--- Records to process ---
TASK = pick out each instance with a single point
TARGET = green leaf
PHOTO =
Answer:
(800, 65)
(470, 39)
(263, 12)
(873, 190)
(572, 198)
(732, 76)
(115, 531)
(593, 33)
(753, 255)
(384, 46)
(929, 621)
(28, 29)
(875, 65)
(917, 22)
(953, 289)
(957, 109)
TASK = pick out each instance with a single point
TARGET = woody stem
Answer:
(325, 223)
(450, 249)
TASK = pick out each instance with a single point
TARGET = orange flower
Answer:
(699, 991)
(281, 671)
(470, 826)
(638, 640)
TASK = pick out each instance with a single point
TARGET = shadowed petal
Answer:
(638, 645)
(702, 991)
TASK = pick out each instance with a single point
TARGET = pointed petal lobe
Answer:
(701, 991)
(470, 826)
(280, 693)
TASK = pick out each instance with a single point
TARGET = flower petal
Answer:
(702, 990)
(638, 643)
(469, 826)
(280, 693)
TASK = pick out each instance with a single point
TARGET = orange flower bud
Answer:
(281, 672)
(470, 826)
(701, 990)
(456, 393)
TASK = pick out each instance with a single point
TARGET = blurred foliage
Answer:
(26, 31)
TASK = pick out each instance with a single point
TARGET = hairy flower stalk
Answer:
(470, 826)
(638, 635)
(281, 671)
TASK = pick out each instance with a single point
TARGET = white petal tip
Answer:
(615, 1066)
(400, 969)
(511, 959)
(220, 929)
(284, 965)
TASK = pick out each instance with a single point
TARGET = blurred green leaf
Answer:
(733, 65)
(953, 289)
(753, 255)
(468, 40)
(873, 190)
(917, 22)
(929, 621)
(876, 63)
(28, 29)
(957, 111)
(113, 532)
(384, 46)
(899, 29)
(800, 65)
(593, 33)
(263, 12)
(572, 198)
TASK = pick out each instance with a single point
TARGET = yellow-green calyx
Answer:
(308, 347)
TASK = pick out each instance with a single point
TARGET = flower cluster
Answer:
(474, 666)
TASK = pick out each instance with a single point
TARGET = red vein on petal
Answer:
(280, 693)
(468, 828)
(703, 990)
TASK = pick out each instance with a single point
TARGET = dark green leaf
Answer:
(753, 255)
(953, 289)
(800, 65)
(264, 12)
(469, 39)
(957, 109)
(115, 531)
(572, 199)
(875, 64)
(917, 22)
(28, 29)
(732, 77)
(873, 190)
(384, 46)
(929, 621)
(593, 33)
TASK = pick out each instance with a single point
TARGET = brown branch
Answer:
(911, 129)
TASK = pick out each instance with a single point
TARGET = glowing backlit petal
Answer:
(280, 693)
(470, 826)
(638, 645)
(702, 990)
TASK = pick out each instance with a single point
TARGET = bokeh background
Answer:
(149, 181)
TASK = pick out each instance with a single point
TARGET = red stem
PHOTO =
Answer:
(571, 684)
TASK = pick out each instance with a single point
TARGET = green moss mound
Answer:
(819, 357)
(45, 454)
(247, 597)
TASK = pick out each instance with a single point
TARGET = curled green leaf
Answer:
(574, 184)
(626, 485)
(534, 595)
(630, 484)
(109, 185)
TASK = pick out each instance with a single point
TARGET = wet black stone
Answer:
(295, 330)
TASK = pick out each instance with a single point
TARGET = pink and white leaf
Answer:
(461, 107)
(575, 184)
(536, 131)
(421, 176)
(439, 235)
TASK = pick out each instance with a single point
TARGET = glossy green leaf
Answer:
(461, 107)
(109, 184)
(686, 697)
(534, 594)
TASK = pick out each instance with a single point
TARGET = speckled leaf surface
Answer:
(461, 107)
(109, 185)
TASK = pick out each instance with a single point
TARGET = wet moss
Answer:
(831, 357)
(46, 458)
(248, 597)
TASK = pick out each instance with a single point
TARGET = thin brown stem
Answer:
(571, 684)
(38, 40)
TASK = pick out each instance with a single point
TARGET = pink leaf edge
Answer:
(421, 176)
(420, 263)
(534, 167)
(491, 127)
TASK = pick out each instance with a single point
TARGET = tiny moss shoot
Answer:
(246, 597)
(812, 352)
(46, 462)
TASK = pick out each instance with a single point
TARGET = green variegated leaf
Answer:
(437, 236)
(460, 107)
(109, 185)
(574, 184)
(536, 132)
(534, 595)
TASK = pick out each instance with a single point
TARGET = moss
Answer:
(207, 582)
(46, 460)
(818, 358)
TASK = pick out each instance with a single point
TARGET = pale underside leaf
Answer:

--- Problem requirements ---
Without omitting anything, output the entries exactly.

--- Correct result ---
TASK = pick out each instance with a single point
TARGET = green leaf
PHOTO =
Answer:
(800, 65)
(470, 39)
(263, 12)
(873, 190)
(572, 198)
(732, 76)
(115, 531)
(593, 33)
(753, 255)
(384, 46)
(929, 621)
(28, 29)
(875, 65)
(917, 22)
(953, 289)
(957, 109)
TASK = pick out each instance with a single point
TARGET = woody stem
Answer:
(325, 223)
(450, 249)
TASK = pick out each instance with a single point
TARGET = orange flower
Answer:
(699, 991)
(281, 671)
(470, 826)
(638, 640)
TASK = pick out each instance with a single point
TARGET = shadowed petal
Answer:
(638, 645)
(702, 991)
TASK = pick out each instance with a single point
TARGET = pointed petal lobe
Answer:
(701, 991)
(470, 826)
(280, 693)
TASK = pick out each instance with a single point
TARGET = flower petal
Answer:
(702, 990)
(638, 643)
(469, 826)
(280, 693)
TASK = pick out each instance with a single point
TARGET = orange flower bud
Answer:
(281, 672)
(470, 826)
(701, 990)
(456, 393)
TASK = pick out each instance with a single point
TARGET = blurred foliage
Answer:
(26, 31)
TASK = pick out each instance with a single point
TARGET = hairy flower stalk
Answer:
(470, 826)
(638, 635)
(281, 671)
TASK = pick out each instance with a single point
TARGET = white petal tip
Answer:
(615, 1066)
(400, 969)
(511, 959)
(220, 929)
(284, 965)
TASK = pick out each instance with a single point
TARGET = blurred green leaf
Answer:
(733, 65)
(953, 289)
(753, 255)
(468, 40)
(873, 190)
(917, 22)
(929, 621)
(876, 63)
(28, 29)
(957, 111)
(113, 532)
(384, 46)
(899, 29)
(800, 65)
(593, 33)
(263, 12)
(572, 198)
TASK = pick out each instance with a single point
TARGET = yellow-green calyx
Answer:
(308, 347)
TASK = pick out each instance with a single point
TARGET = flower cluster
Answer:
(474, 666)
TASK = pick out each instance with a single point
TARGET = red vein on petal
Answer:
(280, 693)
(468, 828)
(703, 990)
TASK = pick out each instance with a single point
TARGET = dark green leaf
Answer:
(753, 255)
(953, 289)
(800, 65)
(264, 12)
(469, 39)
(957, 109)
(115, 531)
(572, 199)
(875, 64)
(917, 22)
(28, 29)
(732, 77)
(873, 190)
(384, 46)
(929, 621)
(593, 33)
TASK = pick out each instance with a single point
TARGET = brown branch
Answer:
(911, 129)
TASK = pick out each instance with a single point
TARGET = glowing backlit petal
Answer:
(280, 693)
(470, 826)
(638, 645)
(702, 990)
TASK = pick out each instance with a single point
TARGET = bokeh background
Answer:
(149, 181)
TASK = pick out each instance with a single point
TARGET = red stem
PHOTO =
Answer:
(571, 684)
TASK = pick out each instance with a single point
TARGET = green moss mound
Answer:
(819, 357)
(45, 454)
(247, 597)
TASK = pick out each instance with a single point
TARGET = curled green leaf
Answer:
(574, 184)
(626, 485)
(534, 595)
(630, 484)
(109, 185)
TASK = pick out each instance with a single point
TARGET = wet black stone
Answer:
(295, 330)
TASK = pick out each instance with a single point
TARGET = pink and white leaf
Answer:
(461, 107)
(575, 184)
(536, 131)
(421, 176)
(439, 235)
TASK = pick out each instance with a single point
TARGET = glossy green leaf
Answer:
(461, 107)
(109, 184)
(686, 697)
(534, 594)
TASK = pick out each instance with a single point
TARGET = speckled leaf surface
Answer:
(461, 107)
(109, 185)
TASK = pick out each instance with a single point
TARGET = wet moss
Answer:
(831, 357)
(46, 458)
(248, 597)
TASK = pick out each instance with a single point
TARGET = thin brown stem
Answer:
(571, 684)
(38, 40)
TASK = pick out each instance with a single point
TARGET = pink leaf edge
Answer:
(421, 176)
(420, 263)
(534, 167)
(491, 127)
TASK = pick out each instance with a single point
TARGET = tiny moss shoot
Answer:
(246, 597)
(812, 352)
(46, 462)
TASK = pick out each instance with a single point
TARGET = green variegated leaf
Answer:
(437, 236)
(460, 107)
(109, 185)
(574, 184)
(536, 132)
(534, 595)
TASK = pick out each instance with a single point
TARGET = moss
Answer:
(207, 582)
(46, 460)
(818, 358)
TASK = pick out each instance with a single point
TARGET = pale underside leaf
Answer:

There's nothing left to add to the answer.